• Exercise task: Copy out the entries below word for word, without changing anything.

• Recorded information:
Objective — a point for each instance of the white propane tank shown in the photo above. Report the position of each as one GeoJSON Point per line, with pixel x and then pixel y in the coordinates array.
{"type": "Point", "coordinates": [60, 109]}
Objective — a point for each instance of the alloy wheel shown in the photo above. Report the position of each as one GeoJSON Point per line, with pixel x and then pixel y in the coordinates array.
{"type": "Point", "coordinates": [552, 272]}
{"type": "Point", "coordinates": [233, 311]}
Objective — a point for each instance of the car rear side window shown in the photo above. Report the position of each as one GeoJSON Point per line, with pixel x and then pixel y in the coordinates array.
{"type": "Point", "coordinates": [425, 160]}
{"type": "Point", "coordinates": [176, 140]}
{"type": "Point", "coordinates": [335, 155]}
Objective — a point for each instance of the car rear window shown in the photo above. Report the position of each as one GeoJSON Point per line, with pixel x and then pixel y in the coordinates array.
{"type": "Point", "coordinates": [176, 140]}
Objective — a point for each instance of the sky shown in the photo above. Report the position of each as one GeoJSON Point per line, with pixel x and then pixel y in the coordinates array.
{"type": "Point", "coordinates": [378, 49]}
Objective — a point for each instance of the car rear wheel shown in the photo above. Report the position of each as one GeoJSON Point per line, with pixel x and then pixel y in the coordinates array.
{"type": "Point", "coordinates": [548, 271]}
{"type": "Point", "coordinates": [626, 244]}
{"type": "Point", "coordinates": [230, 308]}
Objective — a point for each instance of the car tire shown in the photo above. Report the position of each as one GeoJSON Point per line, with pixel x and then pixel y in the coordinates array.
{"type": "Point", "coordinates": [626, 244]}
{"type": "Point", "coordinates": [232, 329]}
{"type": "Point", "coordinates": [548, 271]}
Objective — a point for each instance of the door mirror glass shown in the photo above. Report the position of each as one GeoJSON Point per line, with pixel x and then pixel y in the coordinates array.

• Solution:
Objective — a point for each instance of the white propane tank shown in the photo above. Report the position of each as one GeoJSON Point per line, with pixel x and then pixel y in the coordinates array.
{"type": "Point", "coordinates": [60, 109]}
Objective — a point for each instance of the alloy wheel shown in the photo above. Report the position of each as one GeoJSON Point per line, with pixel x and then pixel y in the coordinates array.
{"type": "Point", "coordinates": [552, 272]}
{"type": "Point", "coordinates": [233, 311]}
Objective — a point for each instance of the car rear side window shown in the photo above. Report the position of each as one GeoJSON Point per line, with pixel x and then pixel y in the coordinates array.
{"type": "Point", "coordinates": [425, 160]}
{"type": "Point", "coordinates": [176, 140]}
{"type": "Point", "coordinates": [335, 155]}
Objective — a point for each instance of the car rear window shown in the photo above. Report the position of each as one GeoJSON Point per line, with pixel x and then pixel y in the coordinates array.
{"type": "Point", "coordinates": [176, 140]}
Objective — a point for each instance of the sky shown in the photo above. Report the position of each as one GeoJSON Point per line, with pixel x and then pixel y in the coordinates array.
{"type": "Point", "coordinates": [378, 49]}
Objective — a point for each instance of the car rear wheel shown in the photo above. Report the position of each as one GeoJSON Point per line, with pixel x and then pixel y in the coordinates array.
{"type": "Point", "coordinates": [548, 271]}
{"type": "Point", "coordinates": [626, 244]}
{"type": "Point", "coordinates": [230, 308]}
Objective — a point for each instance of the car tire shown in the photo above. Report the position of each as one GeoJSON Point per line, with pixel x and then pixel y in the coordinates array.
{"type": "Point", "coordinates": [626, 244]}
{"type": "Point", "coordinates": [232, 329]}
{"type": "Point", "coordinates": [548, 271]}
Objective — a point for each instance of the door mirror glass shown in the photo above. Report the position of each as one GeoJSON Point per line, with pixel x and then pixel y in the coordinates array.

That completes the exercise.